Output the whole listing below exactly, omitting the images.
(TASK INPUTS begins)
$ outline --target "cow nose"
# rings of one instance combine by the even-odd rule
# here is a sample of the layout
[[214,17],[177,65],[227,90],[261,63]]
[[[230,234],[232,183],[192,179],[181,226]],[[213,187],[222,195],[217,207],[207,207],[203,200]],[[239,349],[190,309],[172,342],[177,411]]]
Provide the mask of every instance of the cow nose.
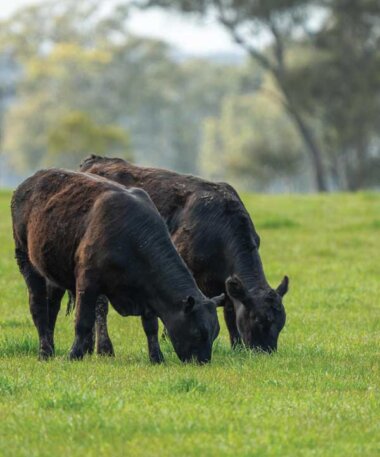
(TASK INPUTS ends)
» **EXPECTED ANSWER**
$ outline --target "cow nose"
# rings of one instance combine by the even-odd rule
# here is a sample of the layout
[[214,17],[177,65],[227,90],[261,63]]
[[[230,234],[232,183],[192,179],[181,226]],[[213,187],[222,195],[217,207],[207,207],[203,200]],[[239,349],[190,309],[172,342],[177,411]]]
Provide the mask of every instance of the cow nose.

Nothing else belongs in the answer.